ASSIGNMENT: Only the number is wanted: how many lines below include "rear"?

**** INPUT RECORDS

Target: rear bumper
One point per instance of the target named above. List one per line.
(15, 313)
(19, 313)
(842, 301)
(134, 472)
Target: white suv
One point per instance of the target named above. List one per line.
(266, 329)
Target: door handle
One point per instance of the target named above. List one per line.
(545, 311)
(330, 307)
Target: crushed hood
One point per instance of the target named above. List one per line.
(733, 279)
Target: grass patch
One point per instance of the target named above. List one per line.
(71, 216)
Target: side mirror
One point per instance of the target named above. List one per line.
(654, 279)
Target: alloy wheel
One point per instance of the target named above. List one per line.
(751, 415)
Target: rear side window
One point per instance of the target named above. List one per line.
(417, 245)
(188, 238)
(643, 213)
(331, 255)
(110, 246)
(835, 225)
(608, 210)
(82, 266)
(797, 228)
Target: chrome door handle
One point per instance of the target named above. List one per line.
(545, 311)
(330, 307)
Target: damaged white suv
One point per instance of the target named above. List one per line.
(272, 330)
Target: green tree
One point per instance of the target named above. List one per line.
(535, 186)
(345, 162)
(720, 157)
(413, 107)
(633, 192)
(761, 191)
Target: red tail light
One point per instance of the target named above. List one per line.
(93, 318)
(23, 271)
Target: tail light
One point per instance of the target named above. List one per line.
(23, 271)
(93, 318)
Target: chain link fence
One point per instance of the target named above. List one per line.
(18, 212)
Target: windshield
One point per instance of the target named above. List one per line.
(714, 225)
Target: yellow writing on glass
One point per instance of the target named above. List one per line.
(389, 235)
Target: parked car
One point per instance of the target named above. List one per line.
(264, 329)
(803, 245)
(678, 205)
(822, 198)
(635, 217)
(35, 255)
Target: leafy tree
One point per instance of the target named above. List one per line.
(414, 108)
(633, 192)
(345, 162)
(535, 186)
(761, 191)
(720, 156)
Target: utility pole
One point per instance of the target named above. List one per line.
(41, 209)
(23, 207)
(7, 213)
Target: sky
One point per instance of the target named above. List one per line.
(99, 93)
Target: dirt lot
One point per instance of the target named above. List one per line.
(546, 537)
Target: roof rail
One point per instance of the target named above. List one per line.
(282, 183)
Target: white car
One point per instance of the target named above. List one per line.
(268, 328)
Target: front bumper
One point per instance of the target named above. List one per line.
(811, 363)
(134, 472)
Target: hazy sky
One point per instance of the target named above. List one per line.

********

YOUR SOLUTION: 2